**Instructions for the task**
Rescale the items below, starting at the line containing "the windmill fan" and ending at the last item. Rewrite every line, instruction lines included, and multiply each x and y coordinate in the answer points by 0.45, rounding to whole numbers with halves rounded up.

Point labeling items
+===+
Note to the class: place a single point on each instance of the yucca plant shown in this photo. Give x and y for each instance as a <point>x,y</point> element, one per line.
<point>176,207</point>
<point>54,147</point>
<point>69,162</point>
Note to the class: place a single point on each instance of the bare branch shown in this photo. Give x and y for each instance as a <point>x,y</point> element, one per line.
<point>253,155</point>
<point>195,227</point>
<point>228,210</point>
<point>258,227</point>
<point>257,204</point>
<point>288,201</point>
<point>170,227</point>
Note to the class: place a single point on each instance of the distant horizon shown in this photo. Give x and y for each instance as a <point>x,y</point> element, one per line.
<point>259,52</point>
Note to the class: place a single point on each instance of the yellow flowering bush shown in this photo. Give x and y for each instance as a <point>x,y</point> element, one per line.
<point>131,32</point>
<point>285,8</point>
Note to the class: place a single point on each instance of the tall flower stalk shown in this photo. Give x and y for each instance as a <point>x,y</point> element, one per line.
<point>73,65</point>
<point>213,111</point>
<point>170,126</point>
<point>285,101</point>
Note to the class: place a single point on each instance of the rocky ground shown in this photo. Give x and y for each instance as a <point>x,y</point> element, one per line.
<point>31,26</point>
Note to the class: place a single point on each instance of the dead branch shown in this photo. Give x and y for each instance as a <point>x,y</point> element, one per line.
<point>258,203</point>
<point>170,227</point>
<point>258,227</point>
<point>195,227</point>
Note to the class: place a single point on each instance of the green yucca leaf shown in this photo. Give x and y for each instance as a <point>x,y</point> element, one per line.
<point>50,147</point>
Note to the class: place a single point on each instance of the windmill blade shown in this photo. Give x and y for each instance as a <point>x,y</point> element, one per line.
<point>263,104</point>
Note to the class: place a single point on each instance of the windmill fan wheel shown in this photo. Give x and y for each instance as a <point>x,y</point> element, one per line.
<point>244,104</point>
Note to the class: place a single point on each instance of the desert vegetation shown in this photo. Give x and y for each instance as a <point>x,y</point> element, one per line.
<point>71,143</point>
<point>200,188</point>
+===+
**Final result**
Note to the class: place a single point on each instance of the windmill fan wheel shown in this photo. Give x and y for each instance as a <point>x,y</point> element, one per line.
<point>110,47</point>
Note to the class: place a single point on each instance of the desert vegetation shown in this photo. Give x and y for each instance as a <point>x,y</point> element, one per line.
<point>32,64</point>
<point>90,85</point>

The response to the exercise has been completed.